* **ASSIGNMENT**
In the data, find the word "segment" and copy out every line that has it.

##### INFORMATION GIVEN #####

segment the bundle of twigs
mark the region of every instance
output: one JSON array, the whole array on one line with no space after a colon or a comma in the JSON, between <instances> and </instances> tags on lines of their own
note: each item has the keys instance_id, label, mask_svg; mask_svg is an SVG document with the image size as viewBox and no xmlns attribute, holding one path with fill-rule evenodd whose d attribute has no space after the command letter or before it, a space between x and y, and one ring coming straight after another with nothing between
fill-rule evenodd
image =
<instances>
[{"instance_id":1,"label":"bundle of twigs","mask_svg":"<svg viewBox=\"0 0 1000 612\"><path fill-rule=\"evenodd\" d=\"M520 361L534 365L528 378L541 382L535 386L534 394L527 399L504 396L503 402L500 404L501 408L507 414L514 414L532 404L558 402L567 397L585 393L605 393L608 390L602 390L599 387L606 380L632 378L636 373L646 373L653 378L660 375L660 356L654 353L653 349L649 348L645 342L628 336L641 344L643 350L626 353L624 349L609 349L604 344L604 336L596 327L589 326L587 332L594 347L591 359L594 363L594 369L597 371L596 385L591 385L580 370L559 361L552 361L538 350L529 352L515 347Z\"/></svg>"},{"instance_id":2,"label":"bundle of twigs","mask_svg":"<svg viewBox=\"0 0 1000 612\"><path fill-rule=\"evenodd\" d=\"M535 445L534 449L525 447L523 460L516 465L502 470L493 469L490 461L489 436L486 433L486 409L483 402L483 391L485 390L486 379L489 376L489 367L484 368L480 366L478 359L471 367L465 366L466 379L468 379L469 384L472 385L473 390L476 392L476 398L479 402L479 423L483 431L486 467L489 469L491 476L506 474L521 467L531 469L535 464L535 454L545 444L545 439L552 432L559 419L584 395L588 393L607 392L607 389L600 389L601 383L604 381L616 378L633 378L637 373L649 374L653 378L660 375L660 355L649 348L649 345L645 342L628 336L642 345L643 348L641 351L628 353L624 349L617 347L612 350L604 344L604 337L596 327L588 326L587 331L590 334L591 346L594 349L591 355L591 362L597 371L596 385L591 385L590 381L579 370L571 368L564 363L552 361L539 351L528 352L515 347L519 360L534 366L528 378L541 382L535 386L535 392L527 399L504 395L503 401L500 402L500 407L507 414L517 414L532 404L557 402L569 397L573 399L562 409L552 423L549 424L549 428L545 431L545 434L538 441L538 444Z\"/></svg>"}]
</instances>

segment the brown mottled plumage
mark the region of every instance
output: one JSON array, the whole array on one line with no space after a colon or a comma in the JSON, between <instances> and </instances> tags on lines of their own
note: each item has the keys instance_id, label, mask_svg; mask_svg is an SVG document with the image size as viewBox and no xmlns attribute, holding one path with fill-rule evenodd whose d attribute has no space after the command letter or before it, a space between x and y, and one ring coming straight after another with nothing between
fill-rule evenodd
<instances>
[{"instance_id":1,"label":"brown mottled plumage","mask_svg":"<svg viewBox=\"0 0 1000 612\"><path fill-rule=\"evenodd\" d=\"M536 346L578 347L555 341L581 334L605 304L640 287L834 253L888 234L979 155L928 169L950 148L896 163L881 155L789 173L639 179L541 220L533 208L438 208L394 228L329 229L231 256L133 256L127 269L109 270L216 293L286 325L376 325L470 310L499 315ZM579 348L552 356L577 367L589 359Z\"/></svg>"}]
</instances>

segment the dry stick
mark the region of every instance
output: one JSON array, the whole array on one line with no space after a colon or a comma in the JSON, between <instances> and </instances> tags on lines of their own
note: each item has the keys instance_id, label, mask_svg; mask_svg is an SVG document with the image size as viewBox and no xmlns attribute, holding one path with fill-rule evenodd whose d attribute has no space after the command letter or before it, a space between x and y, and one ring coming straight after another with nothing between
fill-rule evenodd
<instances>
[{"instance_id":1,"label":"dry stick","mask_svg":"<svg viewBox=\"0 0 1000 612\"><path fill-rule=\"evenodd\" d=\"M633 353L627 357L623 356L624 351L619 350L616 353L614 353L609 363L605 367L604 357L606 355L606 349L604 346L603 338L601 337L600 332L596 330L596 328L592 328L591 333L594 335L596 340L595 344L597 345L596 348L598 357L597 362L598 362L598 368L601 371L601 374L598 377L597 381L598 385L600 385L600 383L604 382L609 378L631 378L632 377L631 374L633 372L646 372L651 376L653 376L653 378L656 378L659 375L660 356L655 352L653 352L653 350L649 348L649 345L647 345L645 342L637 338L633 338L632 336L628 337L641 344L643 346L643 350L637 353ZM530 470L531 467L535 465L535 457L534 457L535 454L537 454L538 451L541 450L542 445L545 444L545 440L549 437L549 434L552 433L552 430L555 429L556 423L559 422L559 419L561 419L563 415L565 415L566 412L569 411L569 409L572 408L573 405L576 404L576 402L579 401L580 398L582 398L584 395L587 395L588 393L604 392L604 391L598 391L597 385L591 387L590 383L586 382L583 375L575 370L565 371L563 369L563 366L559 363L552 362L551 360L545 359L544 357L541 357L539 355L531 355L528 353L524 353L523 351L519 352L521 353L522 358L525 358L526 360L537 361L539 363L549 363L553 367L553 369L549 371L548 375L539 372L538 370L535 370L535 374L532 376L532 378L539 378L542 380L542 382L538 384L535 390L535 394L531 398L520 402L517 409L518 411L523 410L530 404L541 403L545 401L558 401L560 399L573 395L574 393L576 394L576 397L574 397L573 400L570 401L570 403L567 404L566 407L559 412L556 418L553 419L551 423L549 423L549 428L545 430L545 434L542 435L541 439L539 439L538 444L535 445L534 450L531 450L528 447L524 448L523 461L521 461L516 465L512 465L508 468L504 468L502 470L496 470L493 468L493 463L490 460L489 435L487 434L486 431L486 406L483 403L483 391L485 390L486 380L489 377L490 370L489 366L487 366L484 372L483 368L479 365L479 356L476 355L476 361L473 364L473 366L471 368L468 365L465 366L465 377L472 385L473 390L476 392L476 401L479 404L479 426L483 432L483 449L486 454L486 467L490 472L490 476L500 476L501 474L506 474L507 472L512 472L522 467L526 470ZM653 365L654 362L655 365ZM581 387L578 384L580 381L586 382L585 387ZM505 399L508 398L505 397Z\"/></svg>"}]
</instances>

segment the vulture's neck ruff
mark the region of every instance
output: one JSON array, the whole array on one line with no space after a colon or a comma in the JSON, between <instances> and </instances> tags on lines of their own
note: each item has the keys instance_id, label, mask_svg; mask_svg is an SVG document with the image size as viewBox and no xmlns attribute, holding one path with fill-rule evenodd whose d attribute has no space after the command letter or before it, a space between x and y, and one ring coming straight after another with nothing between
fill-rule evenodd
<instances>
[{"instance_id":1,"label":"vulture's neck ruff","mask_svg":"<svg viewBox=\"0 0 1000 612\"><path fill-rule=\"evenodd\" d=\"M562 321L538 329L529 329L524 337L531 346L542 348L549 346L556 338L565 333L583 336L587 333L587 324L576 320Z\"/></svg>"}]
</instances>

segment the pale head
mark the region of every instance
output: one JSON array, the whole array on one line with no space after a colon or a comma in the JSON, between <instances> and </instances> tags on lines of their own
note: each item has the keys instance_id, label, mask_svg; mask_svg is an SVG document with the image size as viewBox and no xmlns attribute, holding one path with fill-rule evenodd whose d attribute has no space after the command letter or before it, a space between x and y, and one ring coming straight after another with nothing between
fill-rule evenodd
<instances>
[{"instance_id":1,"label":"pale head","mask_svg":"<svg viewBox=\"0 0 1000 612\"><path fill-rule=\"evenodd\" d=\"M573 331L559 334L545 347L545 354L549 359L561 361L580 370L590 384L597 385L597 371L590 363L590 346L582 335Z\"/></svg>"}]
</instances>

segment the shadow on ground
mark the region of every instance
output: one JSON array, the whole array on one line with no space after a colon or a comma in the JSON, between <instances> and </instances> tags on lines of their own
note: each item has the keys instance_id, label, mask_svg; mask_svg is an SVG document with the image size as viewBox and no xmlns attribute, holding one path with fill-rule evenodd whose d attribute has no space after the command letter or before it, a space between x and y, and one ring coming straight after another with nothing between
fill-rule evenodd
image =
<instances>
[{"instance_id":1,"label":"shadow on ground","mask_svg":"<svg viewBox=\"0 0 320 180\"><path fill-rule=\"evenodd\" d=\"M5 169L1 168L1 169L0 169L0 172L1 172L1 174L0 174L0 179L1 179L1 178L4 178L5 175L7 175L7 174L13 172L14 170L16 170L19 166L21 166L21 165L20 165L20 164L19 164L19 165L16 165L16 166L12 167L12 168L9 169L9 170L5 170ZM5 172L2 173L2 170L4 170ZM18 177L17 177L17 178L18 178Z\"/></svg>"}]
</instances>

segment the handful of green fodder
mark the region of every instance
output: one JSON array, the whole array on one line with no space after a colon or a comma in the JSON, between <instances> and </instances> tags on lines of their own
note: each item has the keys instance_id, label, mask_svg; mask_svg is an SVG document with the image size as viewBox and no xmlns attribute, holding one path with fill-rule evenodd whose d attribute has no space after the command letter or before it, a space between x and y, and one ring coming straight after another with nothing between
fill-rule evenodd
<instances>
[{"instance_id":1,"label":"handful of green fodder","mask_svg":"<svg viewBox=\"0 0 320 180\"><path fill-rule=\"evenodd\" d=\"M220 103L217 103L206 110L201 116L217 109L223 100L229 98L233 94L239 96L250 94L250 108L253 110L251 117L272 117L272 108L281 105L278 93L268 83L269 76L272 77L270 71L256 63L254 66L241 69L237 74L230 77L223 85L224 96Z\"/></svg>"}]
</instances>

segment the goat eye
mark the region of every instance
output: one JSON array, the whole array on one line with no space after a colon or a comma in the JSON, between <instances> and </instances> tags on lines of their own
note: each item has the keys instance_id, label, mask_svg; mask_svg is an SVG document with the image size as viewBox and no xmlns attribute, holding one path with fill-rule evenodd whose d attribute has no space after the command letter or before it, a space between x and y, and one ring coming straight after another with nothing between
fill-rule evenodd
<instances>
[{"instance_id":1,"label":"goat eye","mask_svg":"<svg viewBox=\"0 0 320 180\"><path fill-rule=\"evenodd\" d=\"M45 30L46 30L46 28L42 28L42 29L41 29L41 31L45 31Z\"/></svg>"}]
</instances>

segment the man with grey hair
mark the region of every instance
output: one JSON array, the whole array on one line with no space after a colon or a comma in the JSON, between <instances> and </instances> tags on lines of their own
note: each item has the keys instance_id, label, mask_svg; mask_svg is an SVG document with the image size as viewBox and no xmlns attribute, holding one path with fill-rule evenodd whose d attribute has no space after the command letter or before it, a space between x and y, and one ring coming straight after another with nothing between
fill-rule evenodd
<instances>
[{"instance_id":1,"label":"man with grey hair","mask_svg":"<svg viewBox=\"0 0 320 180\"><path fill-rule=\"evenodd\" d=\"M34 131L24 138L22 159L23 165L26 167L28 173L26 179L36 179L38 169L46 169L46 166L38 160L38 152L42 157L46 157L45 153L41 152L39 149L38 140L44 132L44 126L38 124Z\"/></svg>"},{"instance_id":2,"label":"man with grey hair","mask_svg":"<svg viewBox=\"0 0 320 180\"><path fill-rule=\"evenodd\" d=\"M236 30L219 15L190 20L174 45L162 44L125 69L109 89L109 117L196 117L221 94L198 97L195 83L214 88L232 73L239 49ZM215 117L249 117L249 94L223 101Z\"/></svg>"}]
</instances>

#####

* **SOLVED PROBLEM**
segment the bundle of twigs
segment the brown mottled plumage
segment the dry stick
segment the vulture's neck ruff
segment the pale head
segment the shadow on ground
segment the handful of green fodder
segment the goat eye
segment the man with grey hair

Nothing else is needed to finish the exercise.